» **SOURCE DATA**
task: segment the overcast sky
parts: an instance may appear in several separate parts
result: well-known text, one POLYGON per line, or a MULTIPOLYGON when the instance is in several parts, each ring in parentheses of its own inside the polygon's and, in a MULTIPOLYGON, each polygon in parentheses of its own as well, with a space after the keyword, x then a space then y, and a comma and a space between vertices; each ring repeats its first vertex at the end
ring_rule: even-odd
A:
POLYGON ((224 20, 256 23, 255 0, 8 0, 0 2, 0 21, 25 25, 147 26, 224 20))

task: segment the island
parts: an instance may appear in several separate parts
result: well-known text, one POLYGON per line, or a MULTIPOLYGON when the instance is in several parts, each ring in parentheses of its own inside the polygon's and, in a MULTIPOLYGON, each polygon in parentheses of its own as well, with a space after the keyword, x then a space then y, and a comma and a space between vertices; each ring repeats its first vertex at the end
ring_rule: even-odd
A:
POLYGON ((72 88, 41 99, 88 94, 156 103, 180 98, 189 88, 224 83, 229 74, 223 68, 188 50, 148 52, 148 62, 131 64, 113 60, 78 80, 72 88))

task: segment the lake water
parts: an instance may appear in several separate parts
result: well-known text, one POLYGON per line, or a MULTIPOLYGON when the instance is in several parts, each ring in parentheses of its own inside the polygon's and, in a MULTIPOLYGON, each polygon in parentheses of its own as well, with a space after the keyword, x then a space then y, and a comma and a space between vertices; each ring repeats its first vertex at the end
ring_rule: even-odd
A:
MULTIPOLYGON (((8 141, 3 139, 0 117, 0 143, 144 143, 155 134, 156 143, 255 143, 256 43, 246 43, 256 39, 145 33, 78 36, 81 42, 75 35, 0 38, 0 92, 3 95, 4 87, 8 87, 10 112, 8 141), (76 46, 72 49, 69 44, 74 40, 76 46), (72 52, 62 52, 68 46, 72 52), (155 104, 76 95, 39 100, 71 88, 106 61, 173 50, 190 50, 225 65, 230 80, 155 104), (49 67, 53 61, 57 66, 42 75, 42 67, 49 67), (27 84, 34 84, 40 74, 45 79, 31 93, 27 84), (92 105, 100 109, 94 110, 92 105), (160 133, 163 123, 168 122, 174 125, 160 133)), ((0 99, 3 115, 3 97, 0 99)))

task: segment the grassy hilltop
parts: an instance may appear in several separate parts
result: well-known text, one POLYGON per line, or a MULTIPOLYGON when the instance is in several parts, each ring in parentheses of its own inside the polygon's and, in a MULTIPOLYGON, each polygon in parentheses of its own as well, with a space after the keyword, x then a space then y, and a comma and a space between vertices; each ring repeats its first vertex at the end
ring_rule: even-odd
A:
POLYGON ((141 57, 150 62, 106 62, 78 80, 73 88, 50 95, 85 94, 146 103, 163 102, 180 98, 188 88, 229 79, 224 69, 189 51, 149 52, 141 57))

» **DIRECTIONS**
Rewrite every entry above, changing "segment" to "outline" wherever it occurs and keeping everything else the same.

» **SOLVED EXERCISE**
task: outline the overcast sky
parts: an instance may appear in several separate parts
result: well-known text, one POLYGON per line, or a MULTIPOLYGON when the instance is in several parts, each ring in parentheses of its own inside the polygon's and, in a MULTIPOLYGON, each polygon in parentheses of its own as well, with a space after the keyword, x then a space then y, and a comma and a space between vertices; each ring repeats its first vertex at the end
ring_rule: even-odd
A:
POLYGON ((224 20, 256 23, 255 0, 8 0, 0 2, 0 21, 25 25, 147 26, 224 20))

task: outline the island
parts: an instance may appear in several separate parts
result: well-known text, one POLYGON per line, or a MULTIPOLYGON when the instance is in several parts, each ring in parentheses of its own inside the polygon's and, in a MULTIPOLYGON, each polygon in parentheses of its own as well, with a space after the keyword, x then a space then y, and a comma and a space between vertices; each ring repeats its first vertex at the end
ring_rule: even-odd
A:
POLYGON ((72 88, 41 99, 88 94, 156 103, 180 98, 189 88, 224 83, 229 74, 223 68, 188 50, 148 52, 148 62, 131 64, 113 60, 78 80, 72 88))

task: outline the lake water
parts: an instance may appear in several separate parts
result: well-known text, one POLYGON per line, or a MULTIPOLYGON when the instance is in several parts, each ring in parentheses of its own inside the polygon's and, in a MULTIPOLYGON, each polygon in parentheses of its own as well, with a space after the keyword, x then a space then y, and a comma and a space between vertices; each ring repeats its first vertex at the end
ring_rule: even-odd
A:
MULTIPOLYGON (((8 141, 3 139, 0 117, 0 143, 144 143, 155 134, 156 143, 255 143, 256 43, 246 43, 256 39, 145 33, 78 36, 81 42, 75 35, 0 38, 0 92, 3 95, 4 87, 8 87, 10 112, 8 141), (76 46, 72 49, 69 44, 74 40, 76 46), (72 52, 62 52, 68 46, 72 52), (155 104, 76 95, 39 100, 71 88, 106 61, 173 50, 190 50, 225 65, 230 80, 155 104), (49 67, 53 61, 57 66, 42 75, 42 67, 49 67), (27 84, 34 84, 40 74, 45 79, 31 93, 27 84), (92 105, 100 109, 94 110, 92 105), (160 133, 163 123, 168 122, 174 125, 160 133)), ((0 99, 3 115, 3 97, 0 99)))

task: outline the grassy hilltop
parts: an instance may appear in several separate parts
result: well-known text, one POLYGON per line, or a MULTIPOLYGON when the instance is in several parts, each ring in parentheses of its own inside the polygon's and, in a MULTIPOLYGON, each polygon in parentheses of its own as well, with a space after the keyword, x then a space then y, and a comma and a space between vertices; each ring repeats its first vertex at the end
ring_rule: even-odd
A:
POLYGON ((141 57, 150 62, 106 62, 78 80, 73 88, 50 95, 85 94, 146 103, 163 102, 180 98, 188 88, 229 79, 224 69, 189 51, 149 52, 141 57))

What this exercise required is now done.